(WHAT IS NEEDED):
Reproduce the material below word for word, omitting the pictures from your answer.
※ ※ ※
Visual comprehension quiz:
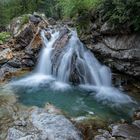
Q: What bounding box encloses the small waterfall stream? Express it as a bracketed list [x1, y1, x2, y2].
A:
[9, 27, 133, 105]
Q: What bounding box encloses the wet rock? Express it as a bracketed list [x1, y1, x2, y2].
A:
[7, 58, 21, 68]
[29, 15, 42, 24]
[7, 107, 82, 140]
[132, 120, 140, 129]
[21, 59, 35, 67]
[6, 128, 25, 140]
[45, 32, 51, 40]
[0, 48, 13, 64]
[48, 18, 56, 25]
[16, 25, 33, 49]
[112, 124, 140, 140]
[0, 64, 18, 81]
[133, 109, 140, 120]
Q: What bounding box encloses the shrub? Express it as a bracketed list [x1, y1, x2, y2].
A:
[59, 0, 101, 17]
[0, 32, 11, 44]
[99, 0, 140, 31]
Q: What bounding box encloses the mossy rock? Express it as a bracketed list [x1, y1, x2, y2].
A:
[0, 32, 11, 44]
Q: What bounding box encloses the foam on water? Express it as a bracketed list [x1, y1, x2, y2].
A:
[8, 27, 136, 104]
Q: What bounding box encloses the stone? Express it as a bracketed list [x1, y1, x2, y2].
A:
[132, 120, 140, 129]
[45, 32, 51, 40]
[112, 124, 140, 140]
[6, 107, 82, 140]
[21, 59, 35, 67]
[0, 48, 13, 64]
[0, 64, 18, 81]
[48, 18, 56, 25]
[29, 15, 41, 24]
[94, 135, 107, 140]
[15, 25, 33, 49]
[7, 58, 21, 68]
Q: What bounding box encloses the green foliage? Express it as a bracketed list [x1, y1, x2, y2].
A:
[59, 0, 100, 17]
[21, 15, 29, 26]
[0, 32, 11, 44]
[99, 0, 140, 31]
[0, 0, 43, 26]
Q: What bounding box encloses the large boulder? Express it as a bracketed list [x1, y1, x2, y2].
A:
[7, 107, 82, 140]
[112, 124, 140, 140]
[0, 48, 13, 65]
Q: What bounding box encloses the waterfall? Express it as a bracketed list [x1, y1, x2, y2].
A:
[10, 27, 133, 104]
[37, 31, 111, 86]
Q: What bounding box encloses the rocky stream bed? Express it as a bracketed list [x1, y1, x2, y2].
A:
[0, 14, 140, 140]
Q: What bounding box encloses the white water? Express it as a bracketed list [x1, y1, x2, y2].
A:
[10, 28, 133, 104]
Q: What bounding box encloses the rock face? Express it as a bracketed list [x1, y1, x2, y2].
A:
[0, 15, 48, 81]
[112, 124, 140, 140]
[7, 108, 82, 140]
[80, 22, 140, 77]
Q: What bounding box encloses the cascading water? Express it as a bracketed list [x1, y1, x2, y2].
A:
[9, 27, 133, 104]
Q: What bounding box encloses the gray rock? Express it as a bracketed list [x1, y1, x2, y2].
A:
[6, 128, 25, 140]
[112, 124, 140, 140]
[132, 120, 140, 129]
[7, 58, 21, 68]
[29, 15, 41, 24]
[7, 107, 82, 140]
[0, 48, 13, 64]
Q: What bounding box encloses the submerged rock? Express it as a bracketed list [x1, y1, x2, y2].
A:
[112, 124, 140, 140]
[0, 48, 13, 64]
[7, 107, 82, 140]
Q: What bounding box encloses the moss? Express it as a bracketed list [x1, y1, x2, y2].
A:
[20, 15, 29, 28]
[0, 32, 11, 44]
※ ※ ※
(COMPLETED TASK):
Visual comprehension quiz:
Q: What bounding box encloses the small waterfall stream? Express it as a bracketed list [x1, y1, x2, y2].
A:
[9, 27, 133, 105]
Q: What bounding box encloses the wet rock? Express it as a bracketed list [x1, y1, x2, y2].
A:
[7, 58, 21, 68]
[29, 15, 42, 24]
[7, 107, 82, 140]
[132, 120, 140, 129]
[21, 59, 35, 67]
[6, 128, 25, 140]
[45, 32, 51, 40]
[0, 48, 13, 64]
[48, 18, 56, 25]
[16, 25, 33, 49]
[112, 124, 140, 140]
[0, 64, 18, 81]
[133, 109, 140, 120]
Q: What bounding box encloses the shrub? Express it as a bracketed list [x1, y1, x2, y2].
A:
[59, 0, 101, 17]
[0, 32, 11, 44]
[99, 0, 140, 31]
Q: What bounding box encloses the mossy rock? Express it as a bracketed list [x1, y1, x2, y2].
A:
[0, 32, 11, 44]
Q: What bounding box encloses the foam on water? Express it as a bracketed list [x1, y1, x2, y2].
A:
[8, 27, 136, 104]
Q: What bounding box encloses the stone? Express it as a bracketed list [x1, y1, x2, y2].
A:
[132, 120, 140, 129]
[45, 32, 51, 40]
[112, 124, 140, 140]
[6, 107, 82, 140]
[21, 59, 35, 67]
[0, 48, 13, 64]
[0, 64, 18, 81]
[48, 18, 56, 25]
[29, 15, 41, 24]
[94, 135, 107, 140]
[15, 25, 33, 49]
[7, 58, 21, 68]
Q: What bounding box encloses the green foliage? Express it as a bracketed list [x1, y1, x2, y2].
A:
[59, 0, 100, 17]
[21, 15, 29, 26]
[0, 32, 11, 44]
[99, 0, 140, 31]
[0, 0, 43, 26]
Q: What bounding box encloses the large boulder? Express it as a bracketed list [x1, y1, x2, y2].
A:
[7, 107, 82, 140]
[112, 124, 140, 140]
[0, 48, 13, 65]
Q: What bounding box encloses the waterfall? Express it as a bracketed list [x1, y1, x2, y2].
A:
[10, 27, 133, 104]
[37, 31, 111, 86]
Q: What bounding box encloses the rocky stream bed? Express it as a bracketed list [x1, y1, x2, y2].
A:
[0, 14, 140, 140]
Q: What bounding box encloses the white water? Express it as a bracketed list [x1, y1, x2, y2].
A:
[10, 28, 133, 104]
Q: What bounding box encloses the rock face? Express it as a bracketed list [x1, y1, x2, y2].
A:
[0, 15, 48, 81]
[112, 124, 140, 140]
[7, 108, 82, 140]
[80, 22, 140, 77]
Q: What bounding box encloses the cascading water? Express it as a bracketed list [x1, y1, x2, y2].
A:
[9, 27, 133, 104]
Q: What bounding box encloses the gray rock? Express it as a bracketed list [x1, y1, x2, y2].
A:
[6, 128, 25, 140]
[112, 124, 140, 140]
[132, 120, 140, 129]
[7, 58, 21, 68]
[29, 15, 41, 24]
[7, 107, 82, 140]
[0, 48, 13, 64]
Q: What bounding box encloses the submerged rock? Express it as a bracketed list [x1, y1, x2, y2].
A:
[112, 124, 140, 140]
[0, 48, 13, 64]
[7, 107, 82, 140]
Q: What bounding box encloses the moss? Express it as a bracketed list [x1, y1, x2, y2].
A:
[20, 15, 29, 28]
[0, 32, 11, 44]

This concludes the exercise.